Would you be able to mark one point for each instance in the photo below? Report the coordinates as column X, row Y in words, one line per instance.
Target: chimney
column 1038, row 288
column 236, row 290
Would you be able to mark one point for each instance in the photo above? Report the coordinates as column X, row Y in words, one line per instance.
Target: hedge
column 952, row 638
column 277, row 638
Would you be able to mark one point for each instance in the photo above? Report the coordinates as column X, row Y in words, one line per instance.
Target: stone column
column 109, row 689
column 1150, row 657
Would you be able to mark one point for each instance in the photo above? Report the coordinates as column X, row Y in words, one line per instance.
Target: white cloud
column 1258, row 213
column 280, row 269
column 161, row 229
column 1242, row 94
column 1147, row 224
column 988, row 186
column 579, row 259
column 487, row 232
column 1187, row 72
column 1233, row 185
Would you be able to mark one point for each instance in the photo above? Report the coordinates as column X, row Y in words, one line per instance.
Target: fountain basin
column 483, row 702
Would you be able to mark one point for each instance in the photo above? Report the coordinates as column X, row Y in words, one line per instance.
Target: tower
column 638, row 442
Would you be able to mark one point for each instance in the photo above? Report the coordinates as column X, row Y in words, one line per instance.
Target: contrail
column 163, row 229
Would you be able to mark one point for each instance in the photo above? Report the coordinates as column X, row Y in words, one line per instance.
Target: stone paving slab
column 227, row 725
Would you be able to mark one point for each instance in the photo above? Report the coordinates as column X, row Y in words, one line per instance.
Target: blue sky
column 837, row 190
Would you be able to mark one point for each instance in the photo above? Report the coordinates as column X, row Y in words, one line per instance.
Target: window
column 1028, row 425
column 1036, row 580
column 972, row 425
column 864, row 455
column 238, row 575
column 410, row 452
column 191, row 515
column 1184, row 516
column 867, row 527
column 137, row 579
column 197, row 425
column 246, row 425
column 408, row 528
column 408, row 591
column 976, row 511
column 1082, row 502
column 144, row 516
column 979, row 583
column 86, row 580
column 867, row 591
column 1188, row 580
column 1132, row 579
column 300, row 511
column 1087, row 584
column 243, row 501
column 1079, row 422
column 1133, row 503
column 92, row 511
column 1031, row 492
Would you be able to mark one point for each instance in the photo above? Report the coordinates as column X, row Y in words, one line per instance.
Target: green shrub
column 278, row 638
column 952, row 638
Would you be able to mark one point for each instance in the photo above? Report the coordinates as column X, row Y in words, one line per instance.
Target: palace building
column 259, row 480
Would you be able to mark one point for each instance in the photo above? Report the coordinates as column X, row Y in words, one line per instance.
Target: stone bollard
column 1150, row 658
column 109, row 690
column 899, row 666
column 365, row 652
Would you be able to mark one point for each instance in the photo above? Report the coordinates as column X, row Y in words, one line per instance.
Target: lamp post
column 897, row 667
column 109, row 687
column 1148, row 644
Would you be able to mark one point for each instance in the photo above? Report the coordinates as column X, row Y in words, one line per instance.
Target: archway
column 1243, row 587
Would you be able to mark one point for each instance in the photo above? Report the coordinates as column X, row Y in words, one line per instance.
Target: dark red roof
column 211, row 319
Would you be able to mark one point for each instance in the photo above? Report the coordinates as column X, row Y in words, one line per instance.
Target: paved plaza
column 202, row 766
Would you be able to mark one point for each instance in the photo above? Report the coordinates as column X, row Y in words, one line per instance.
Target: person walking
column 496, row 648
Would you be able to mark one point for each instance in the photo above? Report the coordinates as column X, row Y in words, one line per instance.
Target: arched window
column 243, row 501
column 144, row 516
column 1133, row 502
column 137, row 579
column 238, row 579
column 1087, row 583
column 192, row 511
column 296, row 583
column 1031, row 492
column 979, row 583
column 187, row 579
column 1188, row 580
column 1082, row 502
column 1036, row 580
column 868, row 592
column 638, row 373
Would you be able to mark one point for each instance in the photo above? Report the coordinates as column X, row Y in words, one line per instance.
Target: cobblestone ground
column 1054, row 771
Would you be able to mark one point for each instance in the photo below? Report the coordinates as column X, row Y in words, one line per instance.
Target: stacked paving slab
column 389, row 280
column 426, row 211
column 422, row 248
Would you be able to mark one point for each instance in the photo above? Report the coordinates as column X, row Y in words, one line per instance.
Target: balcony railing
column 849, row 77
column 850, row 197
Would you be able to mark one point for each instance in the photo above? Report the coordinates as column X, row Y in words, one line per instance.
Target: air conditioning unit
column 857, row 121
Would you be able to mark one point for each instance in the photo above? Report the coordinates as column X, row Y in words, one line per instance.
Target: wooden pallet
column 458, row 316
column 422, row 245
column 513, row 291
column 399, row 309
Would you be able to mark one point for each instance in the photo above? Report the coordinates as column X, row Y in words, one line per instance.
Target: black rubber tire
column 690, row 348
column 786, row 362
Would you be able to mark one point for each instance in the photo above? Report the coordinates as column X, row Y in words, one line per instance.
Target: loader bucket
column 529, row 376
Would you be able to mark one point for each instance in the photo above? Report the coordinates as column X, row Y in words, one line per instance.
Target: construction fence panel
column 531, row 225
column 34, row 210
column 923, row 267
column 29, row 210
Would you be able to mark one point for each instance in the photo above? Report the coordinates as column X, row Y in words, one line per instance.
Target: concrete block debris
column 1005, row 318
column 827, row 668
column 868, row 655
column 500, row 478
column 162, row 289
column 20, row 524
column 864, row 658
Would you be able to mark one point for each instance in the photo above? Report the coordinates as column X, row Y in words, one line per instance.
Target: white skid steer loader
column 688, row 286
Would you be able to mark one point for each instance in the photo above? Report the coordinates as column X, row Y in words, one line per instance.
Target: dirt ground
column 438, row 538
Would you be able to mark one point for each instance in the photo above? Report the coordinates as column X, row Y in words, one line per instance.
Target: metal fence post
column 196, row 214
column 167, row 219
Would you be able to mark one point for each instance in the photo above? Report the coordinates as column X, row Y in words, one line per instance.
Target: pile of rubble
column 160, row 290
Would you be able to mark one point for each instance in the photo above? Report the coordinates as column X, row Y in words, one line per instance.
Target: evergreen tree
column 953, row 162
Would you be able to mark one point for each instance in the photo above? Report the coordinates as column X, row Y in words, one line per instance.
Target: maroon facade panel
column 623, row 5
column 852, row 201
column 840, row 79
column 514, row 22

= = = = =

### [REQUIRED WORK]
Switch every "Target" in the records above to "Object" and write all the records out again, leaving everything else unchanged.

### [ANSWER]
Would you be able to mark one point for each instance in the photo below? Report the coordinates as column X, row Y in words, one line per instance.
Object: chimney
column 1038, row 288
column 236, row 290
Would you be able to mark one point for each instance in the photo above? Report the coordinates as column X, row Y in words, one line per instance.
Object: hedge
column 952, row 638
column 277, row 638
Would you be able to mark one point for each instance in the photo above? Report the coordinates as column X, row Y in words, one line per instance.
Object: stone column
column 109, row 689
column 1150, row 657
Would you be able to mark one point for each instance in the photo above? Report the coordinates as column X, row Y in words, one line per instance.
Object: white cloud
column 1258, row 213
column 280, row 269
column 161, row 229
column 1242, row 94
column 1147, row 224
column 988, row 186
column 579, row 259
column 487, row 232
column 1187, row 72
column 1233, row 185
Would you be able to mark one point for each instance in the photo above? Report the coordinates as column X, row Y in words, one line per instance.
Object: fountain basin
column 483, row 702
Would you be able to mark one point for each instance in the photo above? Report the coordinates as column X, row Y in words, one line per instance.
Object: tower
column 638, row 442
Would you be able to mark one point for each instance in the photo above? Report the coordinates as column X, row Y in words, one line per instance.
Object: contrail
column 163, row 229
Would you be able to mark one point for each instance in the photo above? Report the coordinates as column X, row Y in words, one line per instance.
Object: stone paving slab
column 227, row 725
Would you be able to mark one point for each instance in the photo above? Report the coordinates as column X, row Y in words, one line per instance.
Object: blue sky
column 837, row 190
Would you be able to mark one point for each instance in the photo above? Report the coordinates as column X, row Y in words, one line per instance.
Object: window
column 1028, row 425
column 1036, row 580
column 972, row 425
column 864, row 455
column 238, row 575
column 410, row 452
column 191, row 515
column 1184, row 516
column 867, row 527
column 137, row 579
column 197, row 425
column 246, row 425
column 408, row 528
column 408, row 591
column 976, row 511
column 1082, row 502
column 144, row 516
column 979, row 583
column 86, row 580
column 867, row 591
column 1188, row 580
column 1132, row 579
column 300, row 511
column 1087, row 584
column 243, row 501
column 1079, row 422
column 1133, row 503
column 92, row 511
column 1031, row 492
Would you be able to mark one point for each instance in the photo above? Report the coordinates as column X, row Y in words, one line per instance.
Object: green shrub
column 278, row 638
column 952, row 638
Would you be able to mark one point for each instance in the photo above? Report the coordinates as column X, row Y in words, one line per instance.
Object: palace building
column 259, row 480
Would you be able to mark one point for each instance in the photo above? Report the coordinates as column X, row Y in words, one line per instance.
Object: stone bollard
column 1150, row 658
column 109, row 690
column 899, row 666
column 365, row 652
Would you be able to mark one point for each instance in the photo above? Report the coordinates as column X, row Y in words, one line per instance.
Object: lamp post
column 897, row 667
column 109, row 687
column 1148, row 644
Would you be able to mark one point for each instance in the photo above? Report the coordinates as column X, row Y in words, one line per instance.
Object: archway
column 1243, row 587
Would you be able to mark one point for each instance in the photo above? Report the coordinates as column X, row Y in words, one line per instance.
Object: dark red roof
column 211, row 319
Would you be able to mark one point for each instance in the photo above? Report the coordinates as column X, row Y in words, one line per instance.
Object: paved plaza
column 202, row 766
Would you be able to mark one point for each instance in the photo above? Report the coordinates as column X, row Y in words, one line per instance.
Object: person walking
column 496, row 648
Would you be able to mark one point for each instance in the photo above? Report the coordinates as column X, row Y in words, one line per instance.
Object: arched window
column 243, row 501
column 144, row 516
column 1133, row 502
column 137, row 579
column 238, row 579
column 1087, row 583
column 192, row 511
column 296, row 583
column 1031, row 492
column 979, row 583
column 187, row 579
column 1188, row 580
column 1082, row 502
column 1036, row 580
column 868, row 592
column 638, row 373
Would you be able to mark one point for each instance in the photo above? Report the coordinates as column X, row Y in words, one line per instance.
Object: cobblestone ground
column 1054, row 771
Would you be able to mark one point for each instance in the photo below? Report the coordinates as column X, row Y in words, one line per instance.
Object: stacked paving slab
column 389, row 280
column 426, row 211
column 422, row 248
Would you be able to mark one point for each instance in the photo above? Report the coordinates as column X, row Y in words, one line per instance.
Object: balcony railing
column 849, row 77
column 850, row 197
Would you be able to mark one point for each instance in the photo above? Report the coordinates as column X, row Y in words, one line per instance.
Object: air conditioning unit
column 857, row 121
Would you be able to mark one point for each instance in the photo above? Report the coordinates as column X, row Y in words, one line per instance.
Object: wooden pallet
column 458, row 316
column 422, row 245
column 513, row 291
column 399, row 309
Would you be able to mark one point for each instance in the photo above? Report the coordinates as column X, row Y in words, one line per instance.
Object: black rubber tire
column 690, row 348
column 786, row 362
Would you be able to mark one point for each instance in the photo above? Report the coordinates as column X, row Y in words, one line per instance.
Object: loader bucket
column 529, row 376
Would you be able to mark one point for each instance in the photo above? Report the coordinates as column X, row Y in words, one line per instance.
Object: construction fence panel
column 531, row 225
column 34, row 210
column 923, row 267
column 29, row 210
Would you be able to mark one point for each instance in the photo above? Report the coordinates as column X, row Y in words, one line per instance.
Object: concrete block debris
column 1005, row 318
column 827, row 668
column 868, row 655
column 500, row 478
column 162, row 289
column 20, row 524
column 864, row 658
Would you be able to mark one point for each instance in the photo above? Report the coordinates as column X, row Y in words, one line per instance.
Object: white skid steer loader
column 688, row 286
Would you be able to mark one point for each instance in the photo above? Report the coordinates as column X, row Y in words, one line per instance.
Object: dirt ground
column 438, row 538
Would you be able to mark one point for each instance in the photo above? Report the coordinates as column X, row Y in words, one line per instance.
Object: metal fence post
column 196, row 214
column 167, row 219
Would you be able to mark one point for each instance in the photo above? Report the coordinates as column X, row Y in words, one line per instance.
Object: pile of rubble
column 160, row 290
Would you be able to mark one point for each instance in the photo above? Report the coordinates as column X, row Y in words, one line per instance.
Object: evergreen tree
column 953, row 162
Would you be able to mark one point for each instance in the photo above? Report the coordinates as column X, row Y in words, one line per instance.
Object: maroon facade panel
column 623, row 5
column 852, row 201
column 840, row 79
column 514, row 22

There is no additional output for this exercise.